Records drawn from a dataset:
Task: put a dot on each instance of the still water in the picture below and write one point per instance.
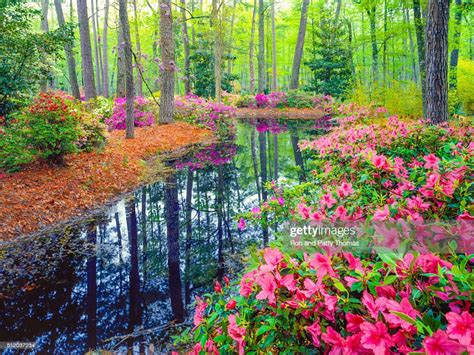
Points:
(142, 262)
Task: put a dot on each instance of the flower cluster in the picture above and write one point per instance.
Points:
(342, 305)
(142, 113)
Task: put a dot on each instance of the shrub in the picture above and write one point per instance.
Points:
(299, 303)
(51, 127)
(143, 113)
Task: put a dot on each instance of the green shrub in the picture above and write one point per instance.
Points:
(298, 99)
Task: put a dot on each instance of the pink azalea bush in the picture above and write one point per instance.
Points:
(143, 113)
(216, 117)
(340, 304)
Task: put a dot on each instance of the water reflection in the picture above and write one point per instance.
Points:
(140, 265)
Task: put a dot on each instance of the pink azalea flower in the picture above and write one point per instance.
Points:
(337, 342)
(440, 344)
(431, 161)
(322, 264)
(199, 313)
(353, 322)
(237, 333)
(403, 307)
(381, 214)
(268, 285)
(315, 331)
(327, 200)
(375, 337)
(272, 256)
(241, 224)
(345, 190)
(460, 327)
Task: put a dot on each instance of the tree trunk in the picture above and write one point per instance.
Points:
(261, 47)
(295, 72)
(45, 29)
(251, 49)
(437, 61)
(274, 73)
(168, 65)
(172, 225)
(371, 12)
(68, 48)
(120, 63)
(139, 85)
(127, 53)
(419, 30)
(453, 63)
(96, 48)
(216, 27)
(184, 28)
(86, 51)
(105, 50)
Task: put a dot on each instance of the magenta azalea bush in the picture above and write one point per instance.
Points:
(217, 117)
(143, 113)
(369, 170)
(340, 304)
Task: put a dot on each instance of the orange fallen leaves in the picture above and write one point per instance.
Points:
(42, 195)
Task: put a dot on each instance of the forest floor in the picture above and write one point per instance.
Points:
(41, 195)
(277, 113)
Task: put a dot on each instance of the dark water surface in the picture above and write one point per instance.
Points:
(128, 271)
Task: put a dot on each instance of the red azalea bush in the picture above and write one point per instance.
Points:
(340, 304)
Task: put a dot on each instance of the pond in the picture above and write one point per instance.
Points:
(146, 258)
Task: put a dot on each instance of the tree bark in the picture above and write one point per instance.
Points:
(453, 63)
(86, 51)
(184, 29)
(295, 72)
(105, 49)
(96, 48)
(68, 48)
(172, 225)
(274, 72)
(120, 63)
(437, 61)
(261, 47)
(419, 30)
(252, 49)
(168, 64)
(127, 51)
(139, 86)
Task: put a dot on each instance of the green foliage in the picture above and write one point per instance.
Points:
(299, 99)
(466, 85)
(401, 98)
(202, 72)
(26, 56)
(330, 62)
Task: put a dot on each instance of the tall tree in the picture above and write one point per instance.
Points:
(168, 64)
(96, 47)
(295, 72)
(453, 63)
(252, 49)
(127, 55)
(105, 50)
(274, 73)
(71, 61)
(184, 29)
(86, 51)
(261, 47)
(437, 61)
(139, 86)
(420, 40)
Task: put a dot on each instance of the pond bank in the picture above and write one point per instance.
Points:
(41, 196)
(275, 113)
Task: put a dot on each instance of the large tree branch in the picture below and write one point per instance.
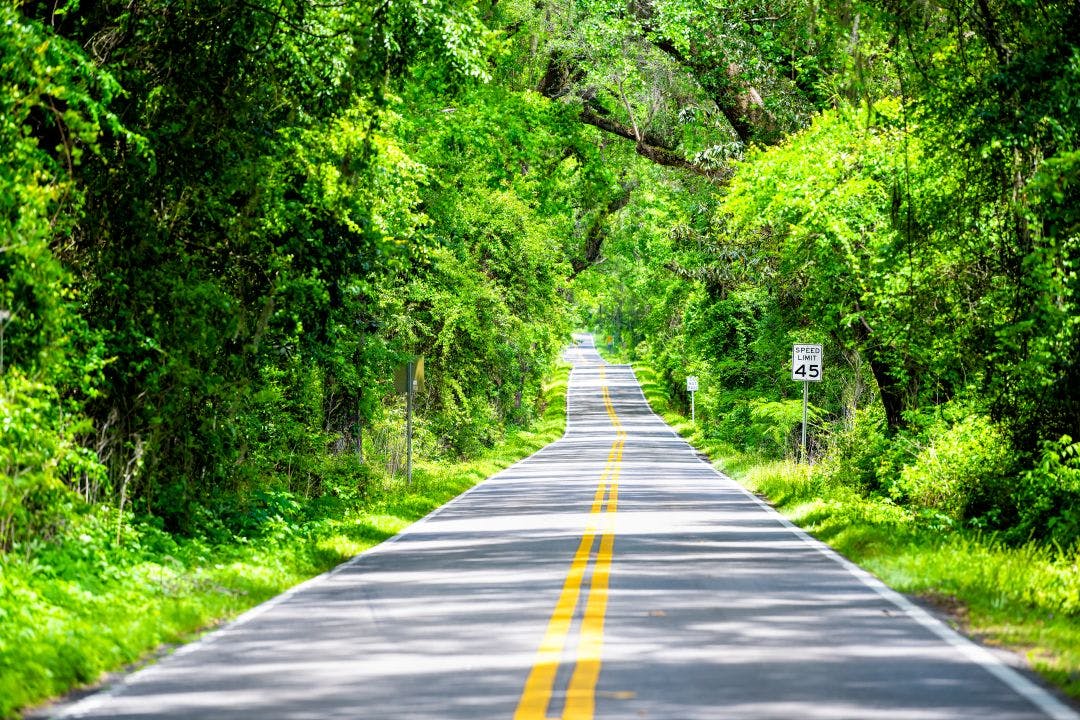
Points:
(656, 152)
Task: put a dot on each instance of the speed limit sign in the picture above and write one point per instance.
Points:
(806, 363)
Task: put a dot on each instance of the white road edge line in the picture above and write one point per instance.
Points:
(90, 703)
(1035, 694)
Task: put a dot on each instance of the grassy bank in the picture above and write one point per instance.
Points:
(91, 603)
(1026, 598)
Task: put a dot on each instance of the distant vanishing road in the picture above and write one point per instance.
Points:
(612, 574)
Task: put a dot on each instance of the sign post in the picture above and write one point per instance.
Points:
(806, 368)
(408, 379)
(691, 386)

**Exercise details**
Among the records, find every line holding the word "pond" and copy it.

**Task result**
Task: put a dot on each instance of the pond in the picture above and write one point per instance.
Task: put a dot on each instance of the pond bank in the picture above and write one point per instance.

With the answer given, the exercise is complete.